### Work task 1:
In the passage on tumor mutational burden, rewrite the stretch from "But what determines" through "week in Cancer Cell.", changing "reference panel" to "reference database".
### Work task 2:
According to the passage on tumor mutational burden, how many African sequences make up gnomAD?
### Work task 3:
Continue the passage on tumor mutational burden from where it stops.

### Text passage:
_ _ _
A study from 2021 found a high TMB could predict whether patients would respond well to a type of immune checkpoint inhibitor known as pembrolizumab. {snip}

“It’s essentially one of the few FDA-approved pancancer biomarkers,” says Alexander Gusev, a statistical geneticist at the Dana-Farber Cancer Institute who led the new study.

But what determines whether a patient truly has a high TMB? Doctors typically compare a tumor’s genetic material against reference genomes found in huge databases that compile DNA from thousands of people. But these databases are not diverse, Gusev says. For instance, gnomAD is made up of 56,885 European sequences, but only 8128 African ones.

To find out whether this disparity matters, Gusev and his colleagues compared the tumor sequences from more than 3600 cancer samples with sequences from a reference panel, and with the patient’s own DNA taken from healthy cells. When compared with a reference panel, the tumors of people with European ancestry showed a 50% higher TMB than they actually had, the researchers found. For patients who didn’t have European ancestry, their estimated TMB was more than twice as large as their actual TMB, the team reported last week in Cancer Cell.
_ _ _
### Data section:
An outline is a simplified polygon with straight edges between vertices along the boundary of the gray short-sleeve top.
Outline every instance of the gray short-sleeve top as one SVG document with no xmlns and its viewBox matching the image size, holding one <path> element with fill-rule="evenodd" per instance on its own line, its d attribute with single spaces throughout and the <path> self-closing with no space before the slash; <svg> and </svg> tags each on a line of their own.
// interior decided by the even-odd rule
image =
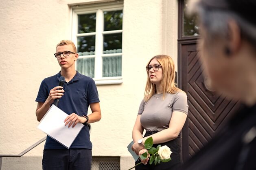
<svg viewBox="0 0 256 170">
<path fill-rule="evenodd" d="M 160 132 L 169 127 L 173 112 L 187 114 L 188 109 L 185 92 L 166 93 L 163 100 L 162 94 L 155 94 L 147 102 L 142 101 L 138 115 L 141 115 L 140 123 L 147 131 Z"/>
</svg>

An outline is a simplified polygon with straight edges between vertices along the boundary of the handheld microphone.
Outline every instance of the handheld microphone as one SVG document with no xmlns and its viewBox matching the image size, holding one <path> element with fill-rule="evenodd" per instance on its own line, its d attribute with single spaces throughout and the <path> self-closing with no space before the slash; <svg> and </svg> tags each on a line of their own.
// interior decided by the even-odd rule
<svg viewBox="0 0 256 170">
<path fill-rule="evenodd" d="M 63 76 L 61 76 L 59 78 L 59 86 L 62 86 L 64 85 L 64 83 L 65 83 L 65 77 Z M 59 98 L 55 99 L 54 101 L 54 103 L 53 103 L 53 104 L 58 107 L 58 105 L 59 104 Z"/>
</svg>

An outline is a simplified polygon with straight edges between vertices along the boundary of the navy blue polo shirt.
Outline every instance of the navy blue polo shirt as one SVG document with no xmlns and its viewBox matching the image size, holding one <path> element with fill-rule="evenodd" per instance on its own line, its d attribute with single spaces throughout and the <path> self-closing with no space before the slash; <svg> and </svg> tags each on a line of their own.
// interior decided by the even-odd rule
<svg viewBox="0 0 256 170">
<path fill-rule="evenodd" d="M 59 85 L 59 80 L 61 76 L 59 72 L 57 74 L 43 80 L 36 102 L 45 102 L 49 96 L 50 91 Z M 74 113 L 80 116 L 87 115 L 89 104 L 100 102 L 94 81 L 91 78 L 81 74 L 77 71 L 71 80 L 68 83 L 65 82 L 63 89 L 65 91 L 64 95 L 60 99 L 58 107 L 68 115 Z M 89 128 L 88 126 L 85 126 L 70 148 L 92 149 L 92 147 Z M 64 148 L 66 148 L 58 142 L 47 136 L 44 145 L 45 149 Z"/>
</svg>

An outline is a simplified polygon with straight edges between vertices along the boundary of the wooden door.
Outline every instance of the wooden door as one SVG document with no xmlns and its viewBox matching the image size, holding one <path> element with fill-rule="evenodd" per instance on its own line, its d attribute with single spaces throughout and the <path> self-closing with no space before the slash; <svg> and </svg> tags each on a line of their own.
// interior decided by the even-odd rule
<svg viewBox="0 0 256 170">
<path fill-rule="evenodd" d="M 211 89 L 203 75 L 197 39 L 179 41 L 178 84 L 188 95 L 188 119 L 182 132 L 184 161 L 205 146 L 238 109 L 237 101 L 228 100 Z"/>
</svg>

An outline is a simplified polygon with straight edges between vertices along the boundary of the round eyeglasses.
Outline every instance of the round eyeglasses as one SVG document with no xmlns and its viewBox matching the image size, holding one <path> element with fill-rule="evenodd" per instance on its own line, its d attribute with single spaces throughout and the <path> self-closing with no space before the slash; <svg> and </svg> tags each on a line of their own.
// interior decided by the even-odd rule
<svg viewBox="0 0 256 170">
<path fill-rule="evenodd" d="M 72 51 L 66 51 L 63 52 L 62 53 L 57 53 L 54 54 L 54 56 L 56 58 L 59 58 L 61 56 L 61 54 L 63 55 L 64 57 L 67 57 L 69 55 L 70 53 L 72 54 L 75 54 L 75 53 L 73 53 Z"/>
<path fill-rule="evenodd" d="M 146 66 L 146 70 L 147 70 L 147 71 L 149 72 L 152 68 L 153 68 L 153 70 L 154 70 L 158 71 L 158 70 L 159 70 L 159 68 L 160 68 L 160 64 L 155 64 L 153 66 Z"/>
</svg>

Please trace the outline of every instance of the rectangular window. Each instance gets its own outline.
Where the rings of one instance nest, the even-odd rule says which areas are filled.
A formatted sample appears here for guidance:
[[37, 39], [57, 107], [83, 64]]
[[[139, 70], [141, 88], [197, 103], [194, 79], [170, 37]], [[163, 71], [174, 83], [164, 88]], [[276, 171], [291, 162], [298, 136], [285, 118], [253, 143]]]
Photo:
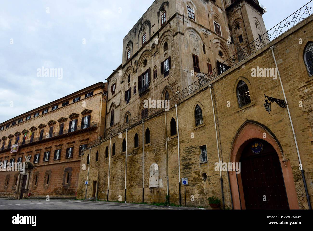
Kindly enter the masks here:
[[166, 22], [166, 12], [164, 11], [164, 12], [162, 13], [161, 15], [161, 25], [163, 26], [163, 24]]
[[195, 20], [195, 11], [189, 6], [187, 7], [187, 9], [188, 11], [188, 18], [193, 20]]
[[44, 129], [42, 129], [40, 130], [40, 133], [39, 134], [39, 140], [41, 140], [44, 138]]
[[53, 136], [53, 126], [50, 127], [49, 129], [49, 137], [51, 138]]
[[223, 73], [230, 68], [230, 67], [228, 66], [224, 63], [217, 61], [217, 66], [218, 67], [218, 74], [220, 75], [222, 73]]
[[111, 117], [110, 120], [110, 126], [113, 126], [114, 124], [114, 110], [111, 111]]
[[208, 73], [212, 73], [212, 65], [210, 63], [207, 63], [208, 64]]
[[193, 70], [195, 72], [200, 72], [200, 67], [199, 65], [199, 57], [198, 56], [192, 54], [192, 62], [193, 63]]
[[60, 129], [59, 130], [59, 135], [63, 134], [63, 130], [64, 129], [64, 123], [62, 123], [60, 125]]
[[244, 41], [244, 39], [242, 38], [242, 35], [241, 35], [238, 37], [238, 39], [239, 40], [239, 43], [241, 43]]
[[208, 162], [208, 154], [207, 153], [207, 146], [203, 145], [200, 147], [200, 163]]
[[67, 149], [66, 158], [72, 157], [73, 156], [73, 147], [68, 148]]
[[153, 71], [153, 79], [157, 78], [157, 69], [156, 69]]
[[44, 162], [49, 161], [49, 158], [50, 155], [50, 152], [46, 152], [44, 154]]
[[62, 106], [64, 107], [64, 106], [68, 105], [69, 104], [69, 101], [67, 101], [66, 102], [64, 102], [64, 103], [62, 103]]
[[221, 32], [221, 26], [216, 23], [214, 22], [214, 28], [215, 29], [215, 33], [218, 35], [222, 36]]
[[59, 160], [61, 158], [61, 149], [58, 149], [54, 151], [54, 156], [53, 159]]
[[80, 100], [80, 96], [76, 97], [76, 98], [73, 99], [73, 103], [76, 102], [79, 100]]
[[91, 92], [89, 92], [87, 93], [87, 94], [85, 94], [85, 98], [87, 98], [87, 97], [89, 97], [89, 96], [91, 96], [92, 95], [93, 95], [94, 94], [94, 92], [92, 91]]
[[127, 60], [128, 60], [131, 58], [131, 50], [130, 49], [127, 52]]
[[169, 74], [171, 69], [171, 56], [161, 63], [161, 74], [164, 74], [164, 78]]
[[146, 41], [147, 33], [145, 33], [145, 34], [142, 35], [142, 45], [144, 44]]
[[34, 163], [38, 163], [39, 162], [39, 154], [35, 154], [34, 157]]
[[111, 86], [111, 92], [112, 93], [112, 95], [115, 94], [115, 88], [116, 86], [116, 83], [115, 83]]

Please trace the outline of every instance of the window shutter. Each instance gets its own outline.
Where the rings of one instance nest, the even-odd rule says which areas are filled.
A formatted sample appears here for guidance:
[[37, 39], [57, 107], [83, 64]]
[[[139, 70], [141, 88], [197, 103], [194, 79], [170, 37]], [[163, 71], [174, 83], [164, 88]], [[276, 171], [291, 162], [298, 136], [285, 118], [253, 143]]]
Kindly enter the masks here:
_ _ _
### Output 1:
But what determines whether a patient truly has a high TMB? Doctors typically compare a tumor’s genetic material against reference genomes found in huge databases that compile DNA from thousands of people. But these databases are not diverse, Gusev says. For instance, gnomAD is made up of 56,885 European sequences, but only 8128 African ones.

To find out whether this disparity matters, Gusev and his colleagues compared the tumor sequences from more than 3600 cancer samples with sequences from a reference database, and with the patient’s own DNA taken from healthy cells. When compared with a reference database, the tumors of people with European ancestry showed a 50% higher TMB than they actually had, the researchers found. For patients who didn’t have European ancestry, their estimated TMB was more than twice as large as their actual TMB, the team reported last week in Cancer Cell.

### Output 2:
8128

### Output 3:
The disparity was largest in patients with African and Asian ancestry. {snip}

A common algorithm used to compare disease and reference genomes also led to more false positives among people of non-European descent. Only 21% of patients of European ancestry had false high-TMB misclassifications, compared with 37% and 44% of patients of Asian or African descent, respectively, the team found.